Items listed in a dataset
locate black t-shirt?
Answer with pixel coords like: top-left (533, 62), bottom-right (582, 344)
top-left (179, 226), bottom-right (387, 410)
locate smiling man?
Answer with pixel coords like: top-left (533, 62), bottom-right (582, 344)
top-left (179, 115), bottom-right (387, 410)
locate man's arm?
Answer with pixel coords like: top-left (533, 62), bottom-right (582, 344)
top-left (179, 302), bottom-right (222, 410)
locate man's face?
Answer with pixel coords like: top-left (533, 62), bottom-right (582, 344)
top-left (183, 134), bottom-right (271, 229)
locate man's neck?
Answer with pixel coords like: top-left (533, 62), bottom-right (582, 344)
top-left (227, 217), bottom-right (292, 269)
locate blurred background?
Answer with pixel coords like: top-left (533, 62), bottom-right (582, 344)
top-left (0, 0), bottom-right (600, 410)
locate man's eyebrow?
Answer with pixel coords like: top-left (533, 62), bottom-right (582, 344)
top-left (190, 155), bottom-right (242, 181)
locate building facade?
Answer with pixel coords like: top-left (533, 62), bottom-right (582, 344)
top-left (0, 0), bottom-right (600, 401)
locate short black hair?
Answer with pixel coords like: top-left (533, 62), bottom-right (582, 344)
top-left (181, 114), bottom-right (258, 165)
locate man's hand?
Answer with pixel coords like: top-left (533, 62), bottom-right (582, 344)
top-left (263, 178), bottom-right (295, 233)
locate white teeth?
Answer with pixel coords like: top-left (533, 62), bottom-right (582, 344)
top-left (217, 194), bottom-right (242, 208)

- _WHAT YOU NEED TO DO_:
Copy out every line of the records above word for word, with nothing changed.

- _SOLUTION TO THE PROBLEM_:
locate black t-shirt?
Answer with pixel coords like: top-left (533, 62), bottom-right (582, 344)
top-left (179, 226), bottom-right (387, 410)
locate smiling man?
Answer with pixel coords like: top-left (533, 62), bottom-right (582, 344)
top-left (179, 115), bottom-right (387, 410)
locate man's arm?
Answer with pixel coords like: top-left (533, 62), bottom-right (582, 344)
top-left (179, 302), bottom-right (222, 410)
locate man's face?
Answer with pixel coords like: top-left (533, 62), bottom-right (582, 344)
top-left (183, 134), bottom-right (271, 229)
locate man's neck?
Answer with pixel coords like: top-left (533, 62), bottom-right (582, 344)
top-left (227, 217), bottom-right (292, 269)
locate blurred background?
Answer with pixel coords like: top-left (533, 62), bottom-right (582, 344)
top-left (0, 0), bottom-right (600, 410)
locate man's eyebrow?
Answer with pixel coords like: top-left (533, 62), bottom-right (582, 344)
top-left (190, 155), bottom-right (242, 181)
locate building facade?
Answer with pixel coords like: top-left (533, 62), bottom-right (582, 344)
top-left (0, 0), bottom-right (600, 401)
locate short black hair?
Answer with pixel coords like: top-left (533, 62), bottom-right (582, 344)
top-left (181, 114), bottom-right (258, 165)
locate man's hand?
Answer with pixel coords like: top-left (533, 62), bottom-right (582, 344)
top-left (263, 178), bottom-right (295, 233)
locate white teeth?
Answer with pixel coords like: top-left (533, 62), bottom-right (582, 344)
top-left (217, 194), bottom-right (242, 208)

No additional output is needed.